▶ Task to complete
Transcribe the data in full, keeping each line exactly as it appears.
----- Recorded data
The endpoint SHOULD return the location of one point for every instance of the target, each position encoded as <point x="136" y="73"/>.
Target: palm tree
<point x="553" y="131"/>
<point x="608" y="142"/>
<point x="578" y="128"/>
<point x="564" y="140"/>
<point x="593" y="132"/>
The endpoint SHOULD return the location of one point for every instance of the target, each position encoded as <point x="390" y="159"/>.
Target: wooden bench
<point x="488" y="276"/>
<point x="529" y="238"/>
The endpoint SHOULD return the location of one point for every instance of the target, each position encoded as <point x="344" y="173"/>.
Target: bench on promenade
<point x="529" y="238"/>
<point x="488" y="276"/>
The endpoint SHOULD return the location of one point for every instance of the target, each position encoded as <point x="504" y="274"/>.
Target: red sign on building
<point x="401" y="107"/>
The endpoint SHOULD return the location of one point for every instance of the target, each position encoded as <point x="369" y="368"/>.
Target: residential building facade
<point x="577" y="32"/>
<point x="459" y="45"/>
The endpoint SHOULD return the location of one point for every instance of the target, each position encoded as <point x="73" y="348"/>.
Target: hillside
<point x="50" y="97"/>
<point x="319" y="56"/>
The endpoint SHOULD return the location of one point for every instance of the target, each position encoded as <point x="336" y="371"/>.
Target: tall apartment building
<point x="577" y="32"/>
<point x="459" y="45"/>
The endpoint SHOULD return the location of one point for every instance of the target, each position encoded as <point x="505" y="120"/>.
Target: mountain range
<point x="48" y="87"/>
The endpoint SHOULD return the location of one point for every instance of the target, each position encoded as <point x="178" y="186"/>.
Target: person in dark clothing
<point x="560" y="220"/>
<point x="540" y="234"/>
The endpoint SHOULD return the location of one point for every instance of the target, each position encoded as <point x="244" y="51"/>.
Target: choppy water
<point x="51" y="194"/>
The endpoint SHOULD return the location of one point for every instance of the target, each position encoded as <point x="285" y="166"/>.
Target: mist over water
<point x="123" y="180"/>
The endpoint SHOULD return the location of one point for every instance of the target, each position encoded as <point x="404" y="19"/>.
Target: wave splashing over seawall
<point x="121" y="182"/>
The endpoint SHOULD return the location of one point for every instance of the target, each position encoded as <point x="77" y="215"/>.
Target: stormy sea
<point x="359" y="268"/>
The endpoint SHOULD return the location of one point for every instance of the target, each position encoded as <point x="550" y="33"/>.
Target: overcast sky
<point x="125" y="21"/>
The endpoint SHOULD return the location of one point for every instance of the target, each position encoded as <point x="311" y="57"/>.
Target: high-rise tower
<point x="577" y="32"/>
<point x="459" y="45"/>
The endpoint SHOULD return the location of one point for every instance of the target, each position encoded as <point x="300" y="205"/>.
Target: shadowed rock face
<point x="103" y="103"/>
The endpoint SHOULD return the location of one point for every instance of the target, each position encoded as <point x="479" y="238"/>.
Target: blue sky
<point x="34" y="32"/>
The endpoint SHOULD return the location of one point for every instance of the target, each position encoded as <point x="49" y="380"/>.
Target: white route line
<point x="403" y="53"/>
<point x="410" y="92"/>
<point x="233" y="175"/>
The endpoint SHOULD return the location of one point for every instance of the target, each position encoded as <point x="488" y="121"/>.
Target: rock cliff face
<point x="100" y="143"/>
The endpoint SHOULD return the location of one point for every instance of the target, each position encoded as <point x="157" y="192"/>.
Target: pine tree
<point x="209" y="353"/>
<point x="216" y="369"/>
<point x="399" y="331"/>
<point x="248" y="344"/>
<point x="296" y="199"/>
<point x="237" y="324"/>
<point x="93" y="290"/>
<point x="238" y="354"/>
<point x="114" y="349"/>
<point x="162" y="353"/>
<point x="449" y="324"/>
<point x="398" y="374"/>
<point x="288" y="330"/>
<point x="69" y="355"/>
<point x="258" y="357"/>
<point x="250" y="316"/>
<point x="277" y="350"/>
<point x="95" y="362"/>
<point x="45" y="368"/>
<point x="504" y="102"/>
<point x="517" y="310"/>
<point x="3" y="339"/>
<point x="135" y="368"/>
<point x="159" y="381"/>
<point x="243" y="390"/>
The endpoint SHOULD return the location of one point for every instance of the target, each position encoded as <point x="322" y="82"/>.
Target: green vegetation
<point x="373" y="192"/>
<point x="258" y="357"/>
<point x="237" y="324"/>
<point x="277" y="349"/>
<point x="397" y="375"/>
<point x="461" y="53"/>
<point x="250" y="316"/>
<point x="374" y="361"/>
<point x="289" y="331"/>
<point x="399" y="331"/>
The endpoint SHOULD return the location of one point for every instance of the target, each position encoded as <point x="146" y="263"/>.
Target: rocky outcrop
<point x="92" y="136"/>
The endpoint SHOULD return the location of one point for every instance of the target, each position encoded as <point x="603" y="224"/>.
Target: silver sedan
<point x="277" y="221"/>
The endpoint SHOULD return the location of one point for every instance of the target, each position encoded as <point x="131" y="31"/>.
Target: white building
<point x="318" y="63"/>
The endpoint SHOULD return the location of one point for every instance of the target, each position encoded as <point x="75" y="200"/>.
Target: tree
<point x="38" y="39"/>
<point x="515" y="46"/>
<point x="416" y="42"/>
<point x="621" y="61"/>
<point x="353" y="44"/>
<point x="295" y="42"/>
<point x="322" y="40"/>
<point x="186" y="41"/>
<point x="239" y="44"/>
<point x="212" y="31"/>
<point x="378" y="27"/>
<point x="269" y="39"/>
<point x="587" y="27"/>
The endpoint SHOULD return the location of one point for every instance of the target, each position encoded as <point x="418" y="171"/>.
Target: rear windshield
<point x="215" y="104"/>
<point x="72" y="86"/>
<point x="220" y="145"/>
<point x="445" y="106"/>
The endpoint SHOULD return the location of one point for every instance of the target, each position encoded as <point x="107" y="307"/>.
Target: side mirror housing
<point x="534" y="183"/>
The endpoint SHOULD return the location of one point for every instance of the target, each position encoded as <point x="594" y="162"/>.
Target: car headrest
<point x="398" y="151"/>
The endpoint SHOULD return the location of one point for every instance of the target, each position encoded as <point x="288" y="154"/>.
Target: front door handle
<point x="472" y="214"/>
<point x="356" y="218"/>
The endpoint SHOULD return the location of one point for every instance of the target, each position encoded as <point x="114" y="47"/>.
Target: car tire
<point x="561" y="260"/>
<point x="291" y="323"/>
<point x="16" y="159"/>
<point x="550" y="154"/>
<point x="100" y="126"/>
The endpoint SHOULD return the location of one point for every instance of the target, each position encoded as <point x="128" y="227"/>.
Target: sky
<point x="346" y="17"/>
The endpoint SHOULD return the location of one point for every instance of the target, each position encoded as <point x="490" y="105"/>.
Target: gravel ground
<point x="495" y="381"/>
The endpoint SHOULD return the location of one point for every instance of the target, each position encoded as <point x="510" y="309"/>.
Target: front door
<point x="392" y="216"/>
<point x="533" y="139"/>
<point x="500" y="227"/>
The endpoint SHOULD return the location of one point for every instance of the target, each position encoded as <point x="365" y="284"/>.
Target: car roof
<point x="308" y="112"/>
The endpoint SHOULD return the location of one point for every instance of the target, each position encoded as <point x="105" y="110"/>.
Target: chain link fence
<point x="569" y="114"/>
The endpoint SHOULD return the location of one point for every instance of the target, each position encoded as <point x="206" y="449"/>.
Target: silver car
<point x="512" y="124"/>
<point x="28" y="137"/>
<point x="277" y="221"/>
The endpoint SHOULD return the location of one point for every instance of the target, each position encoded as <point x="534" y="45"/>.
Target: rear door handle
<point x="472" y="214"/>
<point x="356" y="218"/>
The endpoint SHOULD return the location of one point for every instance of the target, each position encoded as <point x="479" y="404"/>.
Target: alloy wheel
----------
▶ Answer box
The endpoint SHOULD return the location of one point for every instance of the target, each position encoded as <point x="136" y="73"/>.
Target: palm tree
<point x="553" y="131"/>
<point x="608" y="142"/>
<point x="578" y="128"/>
<point x="564" y="140"/>
<point x="593" y="132"/>
The endpoint SHOULD return the location of one point for every instance of the target, each position encoded as <point x="390" y="159"/>.
Target: wooden bench
<point x="488" y="276"/>
<point x="529" y="238"/>
The endpoint SHOULD return the location of one point for every instance of the target, each position encoded as <point x="344" y="173"/>.
Target: bench on promenade
<point x="529" y="238"/>
<point x="488" y="276"/>
The endpoint SHOULD return the location of one point for every instance of the target, each position encoded as <point x="504" y="274"/>.
Target: red sign on building
<point x="401" y="107"/>
The endpoint SHOULD return the location of one point for every instance of the target, each position encoded as <point x="369" y="368"/>.
Target: residential building facade
<point x="577" y="32"/>
<point x="459" y="45"/>
The endpoint SHOULD return the location of one point for every instance of the target, each position encoded as <point x="73" y="348"/>.
Target: hillside
<point x="50" y="97"/>
<point x="319" y="56"/>
The endpoint SHOULD return the location of one point for every instance of the target, each position encoded as <point x="336" y="371"/>.
Target: tall apartment building
<point x="577" y="32"/>
<point x="459" y="45"/>
The endpoint SHOULD return the location of one point for every instance of the target, each position encoded as <point x="505" y="120"/>.
Target: mountain range
<point x="48" y="87"/>
The endpoint SHOULD return the location of one point for every instance of the target, each position encoded as <point x="178" y="186"/>.
Target: person in dark clothing
<point x="560" y="220"/>
<point x="540" y="234"/>
The endpoint SHOULD return the location of one point for every instance of the target, each position encoded as <point x="244" y="51"/>.
Target: choppy water
<point x="51" y="194"/>
The endpoint SHOULD return the location of one point for every instance of the target, each position encoded as <point x="285" y="166"/>.
Target: mist over water
<point x="123" y="180"/>
The endpoint SHOULD return the location of one point for every instance of the target, each position encoded as <point x="404" y="19"/>.
Target: wave splashing over seawall
<point x="121" y="182"/>
The endpoint SHOULD return the location of one point for every instance of the target, each position encoded as <point x="77" y="215"/>.
Target: stormy sea
<point x="359" y="268"/>
The endpoint SHOULD return the location of one point for every instance of the target, each position encoded as <point x="550" y="33"/>.
Target: overcast sky
<point x="125" y="21"/>
The endpoint SHOULD return the location of one point for every instance of the target, each position encoded as <point x="311" y="57"/>.
Target: high-rise tower
<point x="577" y="32"/>
<point x="459" y="45"/>
The endpoint SHOULD return the location of one point for every instance of the target, each position encoded as <point x="300" y="205"/>.
Target: shadowed rock face
<point x="103" y="103"/>
The endpoint SHOULD return the location of one point for every instance of the target, each position encoded as <point x="479" y="238"/>.
Target: blue sky
<point x="34" y="32"/>
The endpoint SHOULD return the location of one point for every instance of the target, each position encoded as <point x="49" y="380"/>.
Target: white route line
<point x="403" y="53"/>
<point x="410" y="92"/>
<point x="233" y="175"/>
The endpoint SHOULD return the location of one point for every instance of the target, each position encoded as <point x="488" y="121"/>.
Target: rock cliff face
<point x="100" y="143"/>
The endpoint SHOULD return the location of one point for every instance of the target, each position encoded as <point x="157" y="192"/>.
Target: pine tree
<point x="209" y="353"/>
<point x="216" y="369"/>
<point x="399" y="331"/>
<point x="248" y="344"/>
<point x="296" y="199"/>
<point x="237" y="324"/>
<point x="93" y="290"/>
<point x="238" y="354"/>
<point x="114" y="349"/>
<point x="162" y="353"/>
<point x="449" y="324"/>
<point x="398" y="374"/>
<point x="288" y="330"/>
<point x="69" y="355"/>
<point x="258" y="357"/>
<point x="250" y="316"/>
<point x="277" y="350"/>
<point x="95" y="362"/>
<point x="45" y="368"/>
<point x="504" y="102"/>
<point x="517" y="310"/>
<point x="3" y="339"/>
<point x="135" y="368"/>
<point x="159" y="381"/>
<point x="243" y="390"/>
The endpoint SHOULD return the location of one point for every instance of the target, each position encoded as <point x="322" y="82"/>.
Target: green vegetation
<point x="373" y="192"/>
<point x="258" y="357"/>
<point x="237" y="324"/>
<point x="277" y="349"/>
<point x="397" y="375"/>
<point x="461" y="53"/>
<point x="250" y="316"/>
<point x="374" y="361"/>
<point x="289" y="331"/>
<point x="399" y="331"/>
The endpoint SHOULD return the location of one point for every instance of the target, each position encoded as <point x="146" y="263"/>.
Target: rocky outcrop
<point x="92" y="136"/>
The endpoint SHOULD return the location of one point for every instance of the target, each position encoded as <point x="603" y="224"/>.
Target: silver sedan
<point x="277" y="221"/>
The endpoint SHOULD return the location of one point for every instance of the target, each position encoded as <point x="131" y="31"/>.
Target: white building
<point x="318" y="63"/>
The endpoint SHOULD return the location of one point for every instance of the target, each position encoded as <point x="75" y="200"/>.
Target: tree
<point x="38" y="39"/>
<point x="515" y="46"/>
<point x="416" y="42"/>
<point x="621" y="61"/>
<point x="353" y="44"/>
<point x="295" y="42"/>
<point x="322" y="40"/>
<point x="186" y="41"/>
<point x="239" y="44"/>
<point x="212" y="31"/>
<point x="378" y="27"/>
<point x="269" y="39"/>
<point x="587" y="27"/>
The endpoint SHOULD return the location of one point for every instance of the target, each position encoded as <point x="418" y="171"/>.
Target: rear windshield
<point x="215" y="104"/>
<point x="72" y="86"/>
<point x="220" y="145"/>
<point x="445" y="106"/>
The endpoint SHOULD return the location of one point for every instance of the target, each position encoded as <point x="107" y="307"/>.
Target: side mirror housing
<point x="534" y="183"/>
The endpoint SHOULD return the location of one point for every instance of the target, each position encoded as <point x="594" y="162"/>.
Target: car headrest
<point x="398" y="151"/>
The endpoint SHOULD return the location of one point for every instance of the target, each position encoded as <point x="288" y="154"/>.
Target: front door handle
<point x="472" y="214"/>
<point x="356" y="218"/>
The endpoint SHOULD return the location of one point for every instance of the target, each position encoded as <point x="114" y="47"/>.
Target: car tire
<point x="561" y="260"/>
<point x="291" y="323"/>
<point x="16" y="159"/>
<point x="550" y="154"/>
<point x="100" y="126"/>
The endpoint SHOULD return the location of one point for every instance of the target, each position encoded as <point x="128" y="227"/>.
Target: sky
<point x="346" y="17"/>
The endpoint SHOULD return the location of one point for every instance of the target, each position encoded as <point x="490" y="105"/>.
Target: gravel ground
<point x="495" y="381"/>
The endpoint SHOULD return the location of one point for every instance of the target, each position encoded as <point x="510" y="309"/>.
Target: front door
<point x="392" y="216"/>
<point x="533" y="139"/>
<point x="500" y="227"/>
The endpoint SHOULD return the location of one point for every instance of the target, each position encoded as <point x="365" y="284"/>.
Target: car roof
<point x="308" y="112"/>
The endpoint SHOULD return the location of one point for every instance of the target, each position encoded as <point x="105" y="110"/>.
Target: chain link fence
<point x="569" y="114"/>
The endpoint SHOULD return the location of one point for every instance of the target, each position encoded as <point x="206" y="449"/>.
Target: silver car
<point x="512" y="124"/>
<point x="28" y="137"/>
<point x="277" y="221"/>
The endpoint SHOULD return the location of one point for every instance of the target, each position encoded as <point x="534" y="45"/>.
Target: rear door handle
<point x="472" y="214"/>
<point x="356" y="218"/>
The endpoint SHOULD return the location of one point for every instance of the target, each position encoded as <point x="479" y="404"/>.
Target: alloy wheel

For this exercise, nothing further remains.